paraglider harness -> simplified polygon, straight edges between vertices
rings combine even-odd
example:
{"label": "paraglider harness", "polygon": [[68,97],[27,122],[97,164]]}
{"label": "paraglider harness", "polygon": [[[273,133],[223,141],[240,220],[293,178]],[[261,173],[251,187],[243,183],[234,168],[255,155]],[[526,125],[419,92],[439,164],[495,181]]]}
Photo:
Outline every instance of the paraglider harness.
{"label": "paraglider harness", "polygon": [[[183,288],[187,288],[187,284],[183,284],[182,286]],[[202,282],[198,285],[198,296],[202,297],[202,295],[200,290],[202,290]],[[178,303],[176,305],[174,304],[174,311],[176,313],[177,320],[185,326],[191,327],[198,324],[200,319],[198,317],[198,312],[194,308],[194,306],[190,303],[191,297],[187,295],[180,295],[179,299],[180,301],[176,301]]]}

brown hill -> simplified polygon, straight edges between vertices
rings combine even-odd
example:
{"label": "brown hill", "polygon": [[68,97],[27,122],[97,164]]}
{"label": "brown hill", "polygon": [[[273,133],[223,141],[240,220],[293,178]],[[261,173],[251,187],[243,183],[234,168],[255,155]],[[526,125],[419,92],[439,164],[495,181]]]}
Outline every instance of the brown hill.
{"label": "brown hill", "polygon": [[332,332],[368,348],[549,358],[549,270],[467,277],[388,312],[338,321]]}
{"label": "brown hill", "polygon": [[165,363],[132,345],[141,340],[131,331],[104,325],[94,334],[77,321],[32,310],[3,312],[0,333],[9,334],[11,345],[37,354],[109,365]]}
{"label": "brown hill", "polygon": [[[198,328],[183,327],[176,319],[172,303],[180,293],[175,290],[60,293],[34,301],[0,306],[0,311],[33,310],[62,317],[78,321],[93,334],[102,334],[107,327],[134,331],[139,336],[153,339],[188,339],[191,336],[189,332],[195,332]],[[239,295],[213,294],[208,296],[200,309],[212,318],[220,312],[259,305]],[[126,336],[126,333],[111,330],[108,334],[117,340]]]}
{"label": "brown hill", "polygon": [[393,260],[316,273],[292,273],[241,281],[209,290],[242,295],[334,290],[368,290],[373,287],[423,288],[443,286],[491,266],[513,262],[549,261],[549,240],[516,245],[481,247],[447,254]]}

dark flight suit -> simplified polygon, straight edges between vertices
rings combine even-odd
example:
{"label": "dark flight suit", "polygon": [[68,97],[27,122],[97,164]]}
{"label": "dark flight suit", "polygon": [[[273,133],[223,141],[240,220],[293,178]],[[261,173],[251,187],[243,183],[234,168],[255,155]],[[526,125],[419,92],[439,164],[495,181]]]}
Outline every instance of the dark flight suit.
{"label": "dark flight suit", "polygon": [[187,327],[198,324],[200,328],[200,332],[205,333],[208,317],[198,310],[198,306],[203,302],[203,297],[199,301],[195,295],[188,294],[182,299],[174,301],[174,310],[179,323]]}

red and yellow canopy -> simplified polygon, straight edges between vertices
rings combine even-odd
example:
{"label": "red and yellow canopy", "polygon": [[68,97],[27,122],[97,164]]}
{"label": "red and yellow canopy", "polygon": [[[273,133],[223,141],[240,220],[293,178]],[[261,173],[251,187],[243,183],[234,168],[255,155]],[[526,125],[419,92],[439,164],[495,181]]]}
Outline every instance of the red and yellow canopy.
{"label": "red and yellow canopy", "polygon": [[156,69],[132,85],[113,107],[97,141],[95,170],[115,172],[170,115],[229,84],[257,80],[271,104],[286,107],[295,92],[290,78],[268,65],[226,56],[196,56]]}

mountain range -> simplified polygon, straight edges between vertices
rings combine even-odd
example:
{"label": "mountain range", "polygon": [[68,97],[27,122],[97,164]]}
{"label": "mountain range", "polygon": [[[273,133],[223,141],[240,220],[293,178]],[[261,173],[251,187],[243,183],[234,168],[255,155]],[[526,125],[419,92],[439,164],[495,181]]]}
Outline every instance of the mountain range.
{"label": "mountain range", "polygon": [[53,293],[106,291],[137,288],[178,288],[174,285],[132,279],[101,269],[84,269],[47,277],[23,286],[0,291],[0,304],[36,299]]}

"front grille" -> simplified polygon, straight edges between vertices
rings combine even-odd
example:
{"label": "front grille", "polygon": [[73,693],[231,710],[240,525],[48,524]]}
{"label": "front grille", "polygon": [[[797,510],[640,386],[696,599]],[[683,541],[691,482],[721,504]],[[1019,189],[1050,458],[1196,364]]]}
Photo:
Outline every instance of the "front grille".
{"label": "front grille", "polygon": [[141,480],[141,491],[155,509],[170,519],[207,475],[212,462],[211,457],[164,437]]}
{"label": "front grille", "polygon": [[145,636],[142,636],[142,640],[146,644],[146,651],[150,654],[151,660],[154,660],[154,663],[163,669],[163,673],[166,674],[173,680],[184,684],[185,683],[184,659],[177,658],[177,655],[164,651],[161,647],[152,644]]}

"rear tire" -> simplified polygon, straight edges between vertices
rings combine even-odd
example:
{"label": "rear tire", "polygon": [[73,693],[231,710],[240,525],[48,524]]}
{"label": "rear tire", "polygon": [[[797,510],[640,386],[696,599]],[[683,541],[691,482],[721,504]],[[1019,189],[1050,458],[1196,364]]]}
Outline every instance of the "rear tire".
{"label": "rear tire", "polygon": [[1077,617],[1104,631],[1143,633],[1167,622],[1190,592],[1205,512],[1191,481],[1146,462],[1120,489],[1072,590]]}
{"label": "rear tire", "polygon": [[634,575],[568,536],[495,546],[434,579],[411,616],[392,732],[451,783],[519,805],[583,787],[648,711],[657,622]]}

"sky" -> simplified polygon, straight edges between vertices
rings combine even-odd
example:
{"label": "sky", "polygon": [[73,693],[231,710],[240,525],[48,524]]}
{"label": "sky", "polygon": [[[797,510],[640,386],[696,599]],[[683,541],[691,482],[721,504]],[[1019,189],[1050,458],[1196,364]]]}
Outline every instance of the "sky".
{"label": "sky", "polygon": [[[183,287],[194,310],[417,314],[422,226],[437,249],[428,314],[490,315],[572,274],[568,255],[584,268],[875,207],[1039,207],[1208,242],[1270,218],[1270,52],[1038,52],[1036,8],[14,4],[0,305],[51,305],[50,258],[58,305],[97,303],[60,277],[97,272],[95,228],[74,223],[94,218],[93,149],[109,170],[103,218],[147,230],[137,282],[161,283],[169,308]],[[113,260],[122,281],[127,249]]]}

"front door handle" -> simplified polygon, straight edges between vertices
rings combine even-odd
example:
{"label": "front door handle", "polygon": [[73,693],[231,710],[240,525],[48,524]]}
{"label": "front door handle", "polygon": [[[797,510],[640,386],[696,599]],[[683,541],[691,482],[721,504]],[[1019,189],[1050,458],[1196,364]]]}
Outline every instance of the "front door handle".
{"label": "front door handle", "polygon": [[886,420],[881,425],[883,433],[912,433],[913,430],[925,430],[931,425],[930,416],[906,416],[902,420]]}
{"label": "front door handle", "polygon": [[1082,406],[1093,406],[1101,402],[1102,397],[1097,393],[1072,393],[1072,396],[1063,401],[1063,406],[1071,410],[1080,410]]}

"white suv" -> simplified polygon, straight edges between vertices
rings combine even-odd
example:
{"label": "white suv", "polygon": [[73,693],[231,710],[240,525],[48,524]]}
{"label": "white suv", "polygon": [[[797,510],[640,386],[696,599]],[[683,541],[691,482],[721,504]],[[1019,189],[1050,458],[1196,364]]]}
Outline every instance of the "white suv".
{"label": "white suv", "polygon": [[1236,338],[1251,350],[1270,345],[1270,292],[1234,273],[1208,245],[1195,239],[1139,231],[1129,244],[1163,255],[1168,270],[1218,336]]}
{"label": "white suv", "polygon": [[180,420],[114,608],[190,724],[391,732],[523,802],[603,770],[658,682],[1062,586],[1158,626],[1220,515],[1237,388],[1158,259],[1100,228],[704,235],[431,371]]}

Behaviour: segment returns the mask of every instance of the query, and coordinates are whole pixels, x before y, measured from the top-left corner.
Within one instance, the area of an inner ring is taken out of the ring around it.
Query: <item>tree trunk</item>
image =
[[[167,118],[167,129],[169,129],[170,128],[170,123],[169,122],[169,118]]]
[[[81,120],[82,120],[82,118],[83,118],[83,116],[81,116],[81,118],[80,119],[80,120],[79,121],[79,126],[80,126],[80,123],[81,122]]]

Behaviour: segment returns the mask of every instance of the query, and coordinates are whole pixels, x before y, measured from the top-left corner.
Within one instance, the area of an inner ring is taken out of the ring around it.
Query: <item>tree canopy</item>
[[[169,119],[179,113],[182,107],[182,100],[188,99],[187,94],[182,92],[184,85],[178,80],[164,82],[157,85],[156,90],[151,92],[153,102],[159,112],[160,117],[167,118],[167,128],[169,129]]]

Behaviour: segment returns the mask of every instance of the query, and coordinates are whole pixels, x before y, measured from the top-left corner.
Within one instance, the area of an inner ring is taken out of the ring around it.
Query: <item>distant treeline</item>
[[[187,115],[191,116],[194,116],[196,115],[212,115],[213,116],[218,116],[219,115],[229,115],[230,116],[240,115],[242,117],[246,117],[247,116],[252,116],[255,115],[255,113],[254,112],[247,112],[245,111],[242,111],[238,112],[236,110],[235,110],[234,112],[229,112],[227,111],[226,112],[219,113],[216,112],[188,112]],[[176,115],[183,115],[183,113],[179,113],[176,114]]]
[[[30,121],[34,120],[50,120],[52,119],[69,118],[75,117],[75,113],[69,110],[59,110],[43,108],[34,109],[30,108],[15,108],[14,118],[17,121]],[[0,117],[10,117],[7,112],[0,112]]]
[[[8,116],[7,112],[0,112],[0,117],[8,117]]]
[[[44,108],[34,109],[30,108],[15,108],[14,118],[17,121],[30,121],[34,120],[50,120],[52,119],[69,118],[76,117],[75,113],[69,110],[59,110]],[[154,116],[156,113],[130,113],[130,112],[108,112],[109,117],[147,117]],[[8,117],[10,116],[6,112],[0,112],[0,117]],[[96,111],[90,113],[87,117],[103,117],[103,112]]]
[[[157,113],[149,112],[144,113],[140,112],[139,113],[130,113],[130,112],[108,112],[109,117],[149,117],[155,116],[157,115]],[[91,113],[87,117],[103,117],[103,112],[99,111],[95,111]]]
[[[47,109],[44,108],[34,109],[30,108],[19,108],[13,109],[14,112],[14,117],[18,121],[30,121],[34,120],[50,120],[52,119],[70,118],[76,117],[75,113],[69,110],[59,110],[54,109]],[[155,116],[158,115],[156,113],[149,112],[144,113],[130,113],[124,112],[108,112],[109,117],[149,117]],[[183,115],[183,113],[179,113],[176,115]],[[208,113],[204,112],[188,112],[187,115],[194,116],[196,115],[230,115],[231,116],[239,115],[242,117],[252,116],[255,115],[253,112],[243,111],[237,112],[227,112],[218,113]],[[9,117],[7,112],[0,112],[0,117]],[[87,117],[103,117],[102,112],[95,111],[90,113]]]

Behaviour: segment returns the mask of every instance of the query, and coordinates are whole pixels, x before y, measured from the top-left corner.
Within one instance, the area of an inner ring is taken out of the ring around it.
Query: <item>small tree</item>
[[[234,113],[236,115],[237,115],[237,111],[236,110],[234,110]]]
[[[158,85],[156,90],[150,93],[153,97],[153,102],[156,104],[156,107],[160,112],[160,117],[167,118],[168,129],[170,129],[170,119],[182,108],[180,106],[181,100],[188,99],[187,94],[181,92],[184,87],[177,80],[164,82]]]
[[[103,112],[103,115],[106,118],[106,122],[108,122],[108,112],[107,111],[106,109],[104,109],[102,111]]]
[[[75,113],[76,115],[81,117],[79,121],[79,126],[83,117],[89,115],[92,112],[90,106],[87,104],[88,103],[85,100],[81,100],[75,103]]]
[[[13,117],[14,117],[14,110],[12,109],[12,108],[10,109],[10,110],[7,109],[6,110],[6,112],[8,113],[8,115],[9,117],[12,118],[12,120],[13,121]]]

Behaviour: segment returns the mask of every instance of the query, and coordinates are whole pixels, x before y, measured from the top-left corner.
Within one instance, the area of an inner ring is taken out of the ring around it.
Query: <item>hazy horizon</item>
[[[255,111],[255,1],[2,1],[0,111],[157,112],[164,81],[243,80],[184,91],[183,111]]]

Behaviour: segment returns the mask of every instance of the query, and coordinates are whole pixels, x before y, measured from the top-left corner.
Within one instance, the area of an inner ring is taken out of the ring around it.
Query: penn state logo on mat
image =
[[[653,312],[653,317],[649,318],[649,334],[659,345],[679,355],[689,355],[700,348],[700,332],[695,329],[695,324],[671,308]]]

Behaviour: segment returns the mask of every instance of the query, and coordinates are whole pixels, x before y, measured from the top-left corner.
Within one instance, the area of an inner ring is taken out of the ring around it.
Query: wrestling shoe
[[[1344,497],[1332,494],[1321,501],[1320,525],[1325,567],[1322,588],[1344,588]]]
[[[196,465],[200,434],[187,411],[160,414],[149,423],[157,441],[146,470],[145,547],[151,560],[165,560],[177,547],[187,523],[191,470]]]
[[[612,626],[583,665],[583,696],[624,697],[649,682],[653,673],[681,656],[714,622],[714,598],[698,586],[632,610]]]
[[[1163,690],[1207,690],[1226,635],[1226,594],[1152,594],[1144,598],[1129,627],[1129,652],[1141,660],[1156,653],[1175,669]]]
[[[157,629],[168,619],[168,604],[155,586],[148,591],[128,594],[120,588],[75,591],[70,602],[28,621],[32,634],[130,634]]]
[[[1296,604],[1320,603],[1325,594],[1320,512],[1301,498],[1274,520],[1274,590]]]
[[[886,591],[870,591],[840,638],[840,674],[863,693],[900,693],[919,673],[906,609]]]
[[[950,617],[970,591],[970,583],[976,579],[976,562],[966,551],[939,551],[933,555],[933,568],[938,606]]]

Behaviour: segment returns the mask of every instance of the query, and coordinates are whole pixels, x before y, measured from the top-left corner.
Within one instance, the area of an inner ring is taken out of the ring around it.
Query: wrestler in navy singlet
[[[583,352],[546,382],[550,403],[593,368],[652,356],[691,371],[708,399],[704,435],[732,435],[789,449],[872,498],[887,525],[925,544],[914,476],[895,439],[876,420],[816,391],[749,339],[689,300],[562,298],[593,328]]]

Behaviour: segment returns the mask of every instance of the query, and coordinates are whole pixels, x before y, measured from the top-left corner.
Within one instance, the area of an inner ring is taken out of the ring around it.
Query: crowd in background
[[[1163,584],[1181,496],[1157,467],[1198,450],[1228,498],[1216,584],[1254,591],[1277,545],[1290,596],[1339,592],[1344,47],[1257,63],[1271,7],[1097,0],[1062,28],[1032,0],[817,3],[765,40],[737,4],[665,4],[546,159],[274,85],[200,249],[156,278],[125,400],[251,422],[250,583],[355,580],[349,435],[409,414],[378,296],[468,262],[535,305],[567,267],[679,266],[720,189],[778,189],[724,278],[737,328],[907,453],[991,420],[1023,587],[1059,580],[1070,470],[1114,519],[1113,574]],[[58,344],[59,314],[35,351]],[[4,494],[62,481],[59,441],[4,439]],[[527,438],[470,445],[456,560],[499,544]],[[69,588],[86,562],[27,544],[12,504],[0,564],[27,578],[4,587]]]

━━━━

Given exercise – Extract every line of the records that contains the string "brown", matching case exactly.

Reply to the task –
brown hill -> simplified polygon, straight edges between vertices
{"label": "brown hill", "polygon": [[68,97],[27,122],[97,164]]}
{"label": "brown hill", "polygon": [[[273,133],[223,141],[240,220],[293,178]],[[261,173],[251,187],[243,183],[234,168],[255,155]],[[526,125],[419,92],[439,164],[495,181]]]}
Outline every instance of the brown hill.
{"label": "brown hill", "polygon": [[332,332],[368,348],[549,358],[549,270],[467,277],[388,312],[338,321]]}
{"label": "brown hill", "polygon": [[165,363],[132,345],[141,340],[131,331],[104,325],[94,334],[77,321],[32,310],[3,312],[0,333],[9,334],[11,345],[37,354],[109,365]]}
{"label": "brown hill", "polygon": [[[198,328],[183,327],[176,319],[172,303],[180,293],[175,290],[60,293],[34,301],[0,306],[0,311],[33,310],[62,317],[78,321],[93,334],[102,334],[107,327],[134,331],[139,336],[153,339],[188,339],[191,336],[189,332],[195,332]],[[239,295],[213,294],[208,296],[200,309],[212,318],[220,312],[259,305]],[[126,336],[126,333],[111,330],[108,334],[117,340]]]}
{"label": "brown hill", "polygon": [[393,260],[316,273],[292,273],[241,281],[209,290],[242,295],[334,290],[368,290],[373,287],[423,288],[443,286],[491,266],[513,262],[549,261],[549,240],[516,245],[481,247],[447,254]]}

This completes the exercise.